**Aim**
Each line that follows is to be retyped exactly.

**Records from a data source**
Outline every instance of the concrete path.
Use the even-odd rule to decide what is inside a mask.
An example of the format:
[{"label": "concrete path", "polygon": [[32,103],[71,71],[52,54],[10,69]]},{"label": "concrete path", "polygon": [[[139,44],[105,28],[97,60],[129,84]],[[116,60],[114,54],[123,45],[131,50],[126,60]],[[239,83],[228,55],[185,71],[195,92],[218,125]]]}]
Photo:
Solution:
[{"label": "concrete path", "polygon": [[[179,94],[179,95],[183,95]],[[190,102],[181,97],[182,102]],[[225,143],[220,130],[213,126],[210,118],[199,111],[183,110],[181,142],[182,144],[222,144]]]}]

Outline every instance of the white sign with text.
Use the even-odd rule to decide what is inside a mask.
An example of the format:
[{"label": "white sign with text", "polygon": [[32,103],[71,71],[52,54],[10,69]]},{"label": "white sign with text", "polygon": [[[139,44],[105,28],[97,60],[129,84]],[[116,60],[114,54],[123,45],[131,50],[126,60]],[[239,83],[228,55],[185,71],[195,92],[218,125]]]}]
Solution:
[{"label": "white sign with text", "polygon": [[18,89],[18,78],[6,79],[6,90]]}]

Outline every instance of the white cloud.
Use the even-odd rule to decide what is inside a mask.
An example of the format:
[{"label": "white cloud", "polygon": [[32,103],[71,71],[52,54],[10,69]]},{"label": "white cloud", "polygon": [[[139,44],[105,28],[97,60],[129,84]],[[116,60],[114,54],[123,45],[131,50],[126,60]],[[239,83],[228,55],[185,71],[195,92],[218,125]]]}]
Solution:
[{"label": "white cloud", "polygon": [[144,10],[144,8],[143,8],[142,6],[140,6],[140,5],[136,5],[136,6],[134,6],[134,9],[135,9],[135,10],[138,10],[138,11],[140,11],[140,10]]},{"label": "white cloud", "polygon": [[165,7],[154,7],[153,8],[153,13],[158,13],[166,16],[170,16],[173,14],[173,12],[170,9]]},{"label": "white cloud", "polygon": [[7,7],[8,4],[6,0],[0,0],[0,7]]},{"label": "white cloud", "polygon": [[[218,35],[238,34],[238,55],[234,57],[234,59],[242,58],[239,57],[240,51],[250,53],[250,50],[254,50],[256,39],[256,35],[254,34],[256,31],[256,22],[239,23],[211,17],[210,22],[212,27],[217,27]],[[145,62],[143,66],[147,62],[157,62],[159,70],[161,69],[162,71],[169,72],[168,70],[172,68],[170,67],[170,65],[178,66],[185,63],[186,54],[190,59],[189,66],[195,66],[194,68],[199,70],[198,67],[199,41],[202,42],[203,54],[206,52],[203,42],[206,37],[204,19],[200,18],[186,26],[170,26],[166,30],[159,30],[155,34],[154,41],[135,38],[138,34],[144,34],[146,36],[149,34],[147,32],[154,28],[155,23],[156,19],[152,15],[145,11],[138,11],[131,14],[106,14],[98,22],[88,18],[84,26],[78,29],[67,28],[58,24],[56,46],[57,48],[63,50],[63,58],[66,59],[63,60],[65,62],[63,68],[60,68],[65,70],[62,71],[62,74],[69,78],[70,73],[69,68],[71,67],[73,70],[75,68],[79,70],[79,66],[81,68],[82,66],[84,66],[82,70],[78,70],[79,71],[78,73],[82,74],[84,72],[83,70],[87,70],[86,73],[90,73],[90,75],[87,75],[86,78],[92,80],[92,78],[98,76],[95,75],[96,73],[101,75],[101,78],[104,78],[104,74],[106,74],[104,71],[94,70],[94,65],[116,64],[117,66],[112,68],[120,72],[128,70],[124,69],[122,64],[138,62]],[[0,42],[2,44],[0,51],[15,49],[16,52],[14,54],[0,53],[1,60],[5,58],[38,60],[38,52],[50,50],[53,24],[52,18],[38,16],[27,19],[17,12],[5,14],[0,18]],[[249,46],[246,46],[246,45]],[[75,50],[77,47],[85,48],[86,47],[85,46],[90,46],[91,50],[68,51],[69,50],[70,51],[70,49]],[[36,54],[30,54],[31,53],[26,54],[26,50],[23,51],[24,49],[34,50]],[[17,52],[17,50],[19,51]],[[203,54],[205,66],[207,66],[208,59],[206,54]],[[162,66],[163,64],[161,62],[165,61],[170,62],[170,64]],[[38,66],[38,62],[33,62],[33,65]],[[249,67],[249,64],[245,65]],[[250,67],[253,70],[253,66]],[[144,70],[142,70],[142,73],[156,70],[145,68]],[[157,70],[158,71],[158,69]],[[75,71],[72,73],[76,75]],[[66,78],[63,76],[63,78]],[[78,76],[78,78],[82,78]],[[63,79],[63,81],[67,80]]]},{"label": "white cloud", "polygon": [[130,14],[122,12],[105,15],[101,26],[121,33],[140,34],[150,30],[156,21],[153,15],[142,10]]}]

**Written solution**
Outline every instance of the concrete path.
Use the even-odd rule to decide what is inside a mask.
An example of the format:
[{"label": "concrete path", "polygon": [[32,103],[71,71],[52,54],[10,69]]},{"label": "concrete path", "polygon": [[[139,44],[105,28],[97,60],[129,84]],[[116,60],[114,54],[123,45],[131,50],[126,60]],[[239,83],[228,55],[185,71],[195,92],[218,125]]]}]
Photo:
Solution:
[{"label": "concrete path", "polygon": [[[179,94],[179,95],[183,95]],[[190,102],[181,97],[182,102]],[[225,143],[220,130],[213,126],[210,118],[199,111],[183,110],[181,142],[182,144],[222,144]]]}]

Outline every instance of the white sign with text.
Use the even-odd rule to decide what is inside a mask.
An example of the format:
[{"label": "white sign with text", "polygon": [[32,103],[71,71],[52,54],[10,69]]},{"label": "white sign with text", "polygon": [[[139,44],[105,28],[97,60],[129,84]],[[116,60],[114,54],[123,45],[131,50],[126,60]],[[239,83],[228,55],[185,71],[195,92],[218,125]]]}]
Solution:
[{"label": "white sign with text", "polygon": [[18,89],[18,78],[6,79],[6,90]]}]

Outline every instance of the white cloud.
Use the even-odd rule to decide what is inside a mask.
An example of the format:
[{"label": "white cloud", "polygon": [[32,103],[71,71],[52,54],[10,69]]},{"label": "white cloud", "polygon": [[[139,44],[105,28],[97,60],[129,84]],[[116,60],[114,54],[123,45],[131,50],[126,60]],[[239,83],[228,55],[185,71],[195,92],[218,125]]]}]
Solution:
[{"label": "white cloud", "polygon": [[144,10],[144,8],[143,8],[142,6],[140,6],[140,5],[136,5],[136,6],[134,6],[134,9],[135,9],[135,10],[138,10],[138,11],[140,11],[140,10]]},{"label": "white cloud", "polygon": [[165,7],[154,7],[153,8],[153,13],[158,13],[166,16],[170,16],[173,14],[173,12],[170,9]]},{"label": "white cloud", "polygon": [[7,7],[8,4],[6,0],[0,0],[0,7]]},{"label": "white cloud", "polygon": [[[218,35],[238,34],[238,55],[234,57],[234,59],[242,58],[239,57],[240,51],[250,53],[250,50],[254,50],[256,39],[256,35],[254,34],[256,31],[256,22],[239,23],[211,17],[210,22],[212,27],[217,27]],[[145,62],[143,66],[147,62],[157,62],[159,70],[161,69],[162,71],[169,72],[168,70],[172,68],[170,67],[170,65],[178,66],[185,63],[186,54],[190,59],[189,66],[195,66],[194,68],[199,70],[198,67],[199,41],[202,42],[203,54],[206,52],[203,42],[206,37],[204,19],[200,18],[186,26],[170,26],[166,30],[159,30],[155,34],[154,41],[135,38],[138,34],[144,34],[146,36],[149,34],[147,32],[154,28],[155,23],[156,19],[152,15],[145,11],[138,11],[131,14],[106,14],[98,22],[88,18],[84,26],[78,29],[67,28],[58,24],[56,46],[57,48],[63,50],[63,58],[66,59],[63,60],[65,62],[63,68],[60,68],[65,70],[62,71],[62,74],[69,78],[70,73],[69,68],[71,67],[73,70],[75,68],[79,70],[79,66],[81,68],[82,66],[84,66],[82,70],[78,70],[79,71],[78,73],[82,74],[84,72],[83,70],[87,70],[86,73],[90,73],[90,75],[87,75],[86,78],[92,80],[92,78],[98,76],[95,75],[96,73],[101,75],[101,78],[104,78],[104,74],[106,74],[104,71],[94,70],[94,65],[116,64],[117,66],[112,68],[120,72],[128,70],[124,69],[122,64],[138,62]],[[0,42],[2,44],[0,51],[15,49],[16,52],[14,54],[0,53],[1,60],[5,58],[38,60],[38,52],[50,50],[53,24],[52,18],[38,16],[27,19],[17,12],[5,14],[0,18]],[[249,46],[246,46],[246,45]],[[75,50],[77,47],[85,48],[86,47],[85,46],[90,46],[91,50],[68,51],[69,50],[70,51],[70,49]],[[36,54],[30,54],[31,53],[26,54],[26,50],[23,51],[24,49],[34,50]],[[17,52],[17,50],[19,51]],[[203,54],[205,66],[207,66],[208,59],[206,54]],[[162,66],[163,64],[161,62],[165,61],[170,62],[170,64]],[[38,66],[38,62],[33,62],[33,65]],[[249,67],[249,64],[245,65]],[[250,67],[253,70],[253,66]],[[144,70],[142,70],[142,73],[156,70],[145,68]],[[157,70],[158,71],[158,69]],[[75,71],[72,73],[76,75]],[[66,78],[63,76],[63,78]],[[78,76],[78,78],[82,78]],[[63,79],[63,81],[67,80]]]},{"label": "white cloud", "polygon": [[130,14],[122,12],[105,15],[101,26],[121,33],[140,34],[150,30],[156,21],[153,15],[142,10]]}]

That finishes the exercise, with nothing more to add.